Exercise details: Could you give the data that follows again exactly, without its pictures?

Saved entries
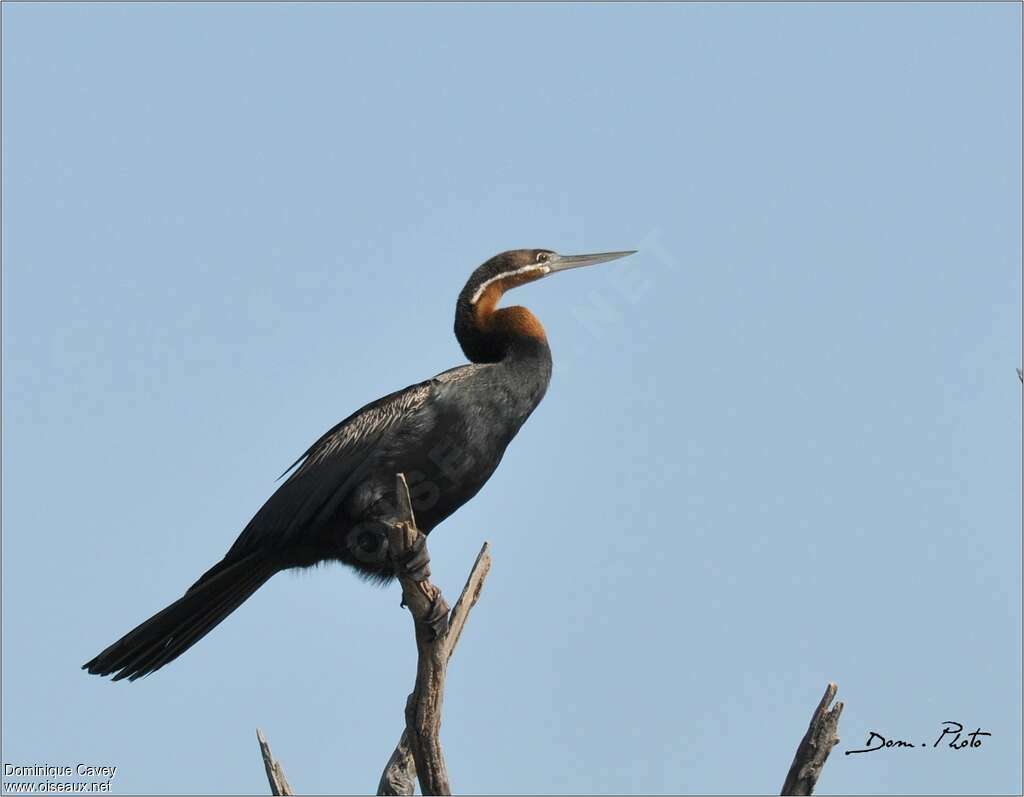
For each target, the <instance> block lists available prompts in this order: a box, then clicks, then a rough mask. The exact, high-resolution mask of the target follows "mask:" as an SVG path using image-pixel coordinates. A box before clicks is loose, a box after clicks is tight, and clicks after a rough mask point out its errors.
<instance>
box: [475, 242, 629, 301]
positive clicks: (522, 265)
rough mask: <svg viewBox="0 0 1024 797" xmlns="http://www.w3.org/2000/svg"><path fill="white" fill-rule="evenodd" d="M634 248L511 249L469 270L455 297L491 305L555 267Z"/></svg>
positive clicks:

Written solution:
For each target, the <instance> block lists available prompts in this order: a box, then clicks, then a rough mask. The exact, high-resolution mask of the target follows "mask:" as an SVG path using image-pixel coordinates. A box before clicks is loose, a box after clicks is tight, and clicks after a rough mask point out its errors.
<instance>
box: [475, 242, 629, 301]
positive clicks: (522, 265)
rough mask: <svg viewBox="0 0 1024 797" xmlns="http://www.w3.org/2000/svg"><path fill="white" fill-rule="evenodd" d="M634 248L511 249L469 270L455 297L491 305L555 267Z"/></svg>
positive clicks:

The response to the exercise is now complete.